BRIEF:
Copy the rows from the line with "115, row 96." through the line with "column 331, row 111", and change "burlap sack" to "burlap bag" while keeping everything else the same.

MATERIAL TO PROCESS:

§

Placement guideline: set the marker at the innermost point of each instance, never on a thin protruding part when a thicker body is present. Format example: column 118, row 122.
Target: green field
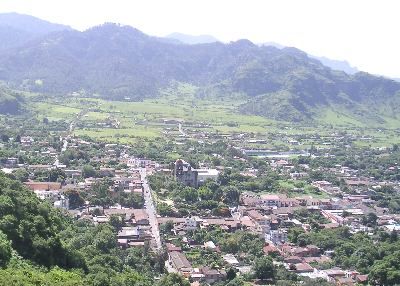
column 213, row 115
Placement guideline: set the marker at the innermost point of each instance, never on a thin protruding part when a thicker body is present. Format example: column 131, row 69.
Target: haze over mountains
column 119, row 62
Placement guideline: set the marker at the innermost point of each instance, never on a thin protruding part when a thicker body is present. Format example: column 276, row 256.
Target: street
column 151, row 210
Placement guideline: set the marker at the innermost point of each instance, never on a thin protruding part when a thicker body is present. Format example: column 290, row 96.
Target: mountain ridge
column 119, row 62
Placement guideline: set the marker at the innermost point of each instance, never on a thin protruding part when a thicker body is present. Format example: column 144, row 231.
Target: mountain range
column 117, row 62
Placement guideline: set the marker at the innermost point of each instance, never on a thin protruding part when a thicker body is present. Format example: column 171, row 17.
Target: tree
column 75, row 199
column 173, row 279
column 230, row 274
column 116, row 221
column 88, row 171
column 21, row 175
column 264, row 268
column 5, row 249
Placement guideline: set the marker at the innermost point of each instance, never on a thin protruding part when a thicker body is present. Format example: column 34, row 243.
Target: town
column 223, row 210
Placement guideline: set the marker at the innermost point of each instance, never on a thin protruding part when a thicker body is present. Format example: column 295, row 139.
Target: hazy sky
column 364, row 32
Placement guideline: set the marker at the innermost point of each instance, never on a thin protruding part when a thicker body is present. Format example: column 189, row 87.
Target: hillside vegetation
column 10, row 101
column 121, row 63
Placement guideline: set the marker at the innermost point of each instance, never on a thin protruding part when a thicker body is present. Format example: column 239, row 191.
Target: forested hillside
column 10, row 101
column 120, row 62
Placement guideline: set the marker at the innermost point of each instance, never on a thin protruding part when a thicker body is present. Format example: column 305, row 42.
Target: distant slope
column 192, row 40
column 118, row 62
column 336, row 64
column 333, row 64
column 17, row 29
column 10, row 101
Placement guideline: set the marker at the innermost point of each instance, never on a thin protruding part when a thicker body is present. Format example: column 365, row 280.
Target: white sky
column 363, row 32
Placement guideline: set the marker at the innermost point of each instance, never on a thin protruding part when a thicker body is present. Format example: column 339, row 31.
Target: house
column 303, row 268
column 184, row 173
column 141, row 217
column 270, row 250
column 180, row 263
column 270, row 200
column 230, row 259
column 206, row 174
column 43, row 186
column 171, row 247
column 213, row 275
column 293, row 260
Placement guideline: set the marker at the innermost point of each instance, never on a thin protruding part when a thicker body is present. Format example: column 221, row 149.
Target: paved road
column 181, row 129
column 151, row 210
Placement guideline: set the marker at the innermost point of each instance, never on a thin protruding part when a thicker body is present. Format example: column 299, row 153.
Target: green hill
column 10, row 101
column 120, row 62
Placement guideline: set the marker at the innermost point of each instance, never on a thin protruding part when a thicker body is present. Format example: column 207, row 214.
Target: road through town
column 151, row 210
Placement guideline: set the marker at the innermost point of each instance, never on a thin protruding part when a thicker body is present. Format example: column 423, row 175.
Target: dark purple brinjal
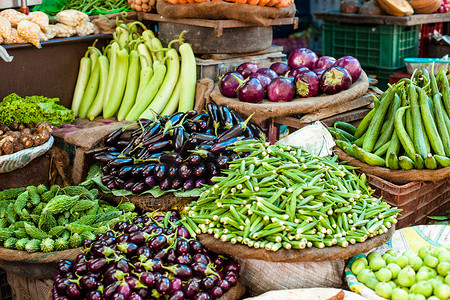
column 334, row 80
column 251, row 90
column 212, row 169
column 225, row 117
column 162, row 285
column 264, row 79
column 178, row 137
column 280, row 68
column 191, row 288
column 63, row 266
column 202, row 296
column 199, row 170
column 189, row 184
column 165, row 184
column 112, row 138
column 94, row 295
column 151, row 180
column 351, row 64
column 177, row 183
column 171, row 158
column 319, row 72
column 247, row 68
column 324, row 62
column 296, row 71
column 181, row 271
column 139, row 187
column 268, row 72
column 194, row 159
column 213, row 112
column 216, row 292
column 281, row 89
column 160, row 171
column 148, row 279
column 190, row 144
column 302, row 57
column 228, row 84
column 120, row 162
column 202, row 137
column 172, row 171
column 148, row 170
column 74, row 292
column 159, row 146
column 185, row 170
column 306, row 84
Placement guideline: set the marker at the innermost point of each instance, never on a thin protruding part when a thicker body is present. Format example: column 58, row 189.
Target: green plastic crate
column 375, row 46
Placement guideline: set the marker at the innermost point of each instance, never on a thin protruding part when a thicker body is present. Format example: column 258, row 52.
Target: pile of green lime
column 410, row 276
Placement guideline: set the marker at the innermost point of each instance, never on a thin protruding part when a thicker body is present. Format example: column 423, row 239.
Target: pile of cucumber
column 409, row 127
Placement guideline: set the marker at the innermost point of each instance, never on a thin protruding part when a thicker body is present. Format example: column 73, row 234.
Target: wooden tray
column 268, row 109
column 283, row 255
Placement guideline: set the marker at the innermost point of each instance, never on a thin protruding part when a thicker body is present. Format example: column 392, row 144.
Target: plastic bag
column 314, row 138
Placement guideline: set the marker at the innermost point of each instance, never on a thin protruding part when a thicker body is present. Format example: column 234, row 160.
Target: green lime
column 371, row 283
column 415, row 262
column 357, row 266
column 406, row 277
column 394, row 268
column 423, row 252
column 383, row 289
column 377, row 263
column 442, row 291
column 364, row 275
column 443, row 268
column 402, row 261
column 430, row 261
column 399, row 294
column 383, row 275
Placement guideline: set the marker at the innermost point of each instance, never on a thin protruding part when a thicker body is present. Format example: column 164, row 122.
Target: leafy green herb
column 34, row 109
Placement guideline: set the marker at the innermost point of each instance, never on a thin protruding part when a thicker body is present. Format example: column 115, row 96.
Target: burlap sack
column 24, row 288
column 220, row 10
column 395, row 176
column 38, row 265
column 289, row 256
column 268, row 109
column 263, row 276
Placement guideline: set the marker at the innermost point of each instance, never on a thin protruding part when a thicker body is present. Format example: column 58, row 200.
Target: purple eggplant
column 251, row 90
column 185, row 170
column 148, row 279
column 306, row 84
column 280, row 68
column 120, row 162
column 281, row 89
column 191, row 288
column 228, row 84
column 268, row 72
column 176, row 183
column 334, row 80
column 225, row 117
column 165, row 184
column 178, row 138
column 199, row 170
column 189, row 184
column 351, row 64
column 294, row 72
column 302, row 57
column 247, row 68
column 163, row 285
column 139, row 187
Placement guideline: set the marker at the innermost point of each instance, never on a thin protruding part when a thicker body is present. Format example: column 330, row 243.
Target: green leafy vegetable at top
column 34, row 109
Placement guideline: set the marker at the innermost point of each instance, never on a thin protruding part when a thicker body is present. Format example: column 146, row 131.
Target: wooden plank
column 217, row 56
column 383, row 19
column 331, row 111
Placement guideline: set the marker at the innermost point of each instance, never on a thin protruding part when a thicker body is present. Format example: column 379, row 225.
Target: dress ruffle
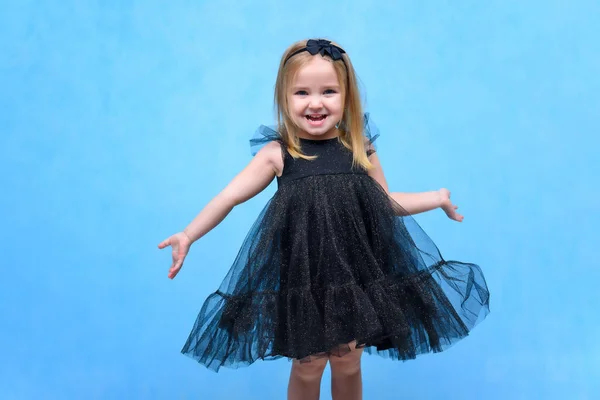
column 331, row 260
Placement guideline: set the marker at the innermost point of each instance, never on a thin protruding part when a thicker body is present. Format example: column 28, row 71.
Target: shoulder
column 271, row 153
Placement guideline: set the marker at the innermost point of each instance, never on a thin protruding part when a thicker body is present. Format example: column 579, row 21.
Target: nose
column 315, row 102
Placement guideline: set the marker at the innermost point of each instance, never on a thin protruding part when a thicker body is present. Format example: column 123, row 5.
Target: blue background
column 120, row 120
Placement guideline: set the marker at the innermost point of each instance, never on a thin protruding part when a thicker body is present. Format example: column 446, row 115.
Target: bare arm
column 415, row 203
column 252, row 180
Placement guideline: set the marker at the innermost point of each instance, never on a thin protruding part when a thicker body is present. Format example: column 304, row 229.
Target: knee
column 346, row 365
column 309, row 371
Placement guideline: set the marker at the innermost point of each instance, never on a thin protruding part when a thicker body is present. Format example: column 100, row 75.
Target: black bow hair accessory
column 323, row 47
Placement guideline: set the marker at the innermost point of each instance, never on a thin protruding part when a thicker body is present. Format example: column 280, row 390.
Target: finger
column 164, row 243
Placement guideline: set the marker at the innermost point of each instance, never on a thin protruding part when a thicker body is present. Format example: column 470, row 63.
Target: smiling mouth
column 316, row 117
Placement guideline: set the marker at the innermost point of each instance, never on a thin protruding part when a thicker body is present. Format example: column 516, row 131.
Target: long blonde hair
column 352, row 124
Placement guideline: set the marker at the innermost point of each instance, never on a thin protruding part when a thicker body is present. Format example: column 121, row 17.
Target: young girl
column 334, row 265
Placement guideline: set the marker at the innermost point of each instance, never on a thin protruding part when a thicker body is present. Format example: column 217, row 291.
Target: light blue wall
column 120, row 120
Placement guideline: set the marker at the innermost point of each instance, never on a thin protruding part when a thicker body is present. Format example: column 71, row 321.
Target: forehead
column 317, row 71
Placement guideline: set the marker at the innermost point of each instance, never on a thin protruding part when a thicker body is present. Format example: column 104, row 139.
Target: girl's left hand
column 448, row 207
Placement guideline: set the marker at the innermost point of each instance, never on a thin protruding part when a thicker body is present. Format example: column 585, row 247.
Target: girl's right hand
column 180, row 244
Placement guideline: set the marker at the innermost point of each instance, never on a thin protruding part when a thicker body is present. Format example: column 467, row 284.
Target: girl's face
column 315, row 100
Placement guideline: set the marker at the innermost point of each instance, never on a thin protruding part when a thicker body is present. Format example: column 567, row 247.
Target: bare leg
column 305, row 379
column 346, row 377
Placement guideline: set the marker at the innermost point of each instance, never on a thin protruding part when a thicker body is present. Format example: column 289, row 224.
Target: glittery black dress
column 331, row 260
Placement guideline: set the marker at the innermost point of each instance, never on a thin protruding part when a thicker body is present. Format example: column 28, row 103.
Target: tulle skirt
column 329, row 261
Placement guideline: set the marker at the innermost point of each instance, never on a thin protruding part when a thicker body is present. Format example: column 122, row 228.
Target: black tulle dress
column 331, row 260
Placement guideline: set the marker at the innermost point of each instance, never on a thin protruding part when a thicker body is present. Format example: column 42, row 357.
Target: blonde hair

§

EXERCISE ANSWER:
Placement guideline: set the marker at the innermost point of each instance, never on a thin protruding part when a thicker body is present. Format example: column 115, row 96.
Target: burlap bag
column 24, row 288
column 220, row 10
column 395, row 176
column 38, row 265
column 289, row 256
column 268, row 109
column 263, row 276
Placement guideline: set the marker at the innermost point of each instance, never on a thin protruding part when a thicker body is present. Format example: column 58, row 200.
Target: purple eggplant
column 251, row 90
column 185, row 170
column 148, row 279
column 306, row 84
column 280, row 68
column 120, row 162
column 281, row 89
column 191, row 288
column 228, row 84
column 268, row 72
column 176, row 183
column 334, row 80
column 225, row 117
column 165, row 184
column 178, row 138
column 199, row 170
column 189, row 184
column 351, row 64
column 294, row 72
column 302, row 57
column 247, row 68
column 163, row 285
column 139, row 187
Placement guideline: set the marker at the innermost point of each instance, never on a thin protruding part when a thicker body is present. Format example: column 330, row 243.
Target: green leafy vegetable at top
column 34, row 109
Placement guideline: set the marker at the innermost point of each instance, never on a thin protruding part when a thicker body is present. Format example: column 146, row 131.
Target: wooden plank
column 217, row 56
column 383, row 19
column 331, row 111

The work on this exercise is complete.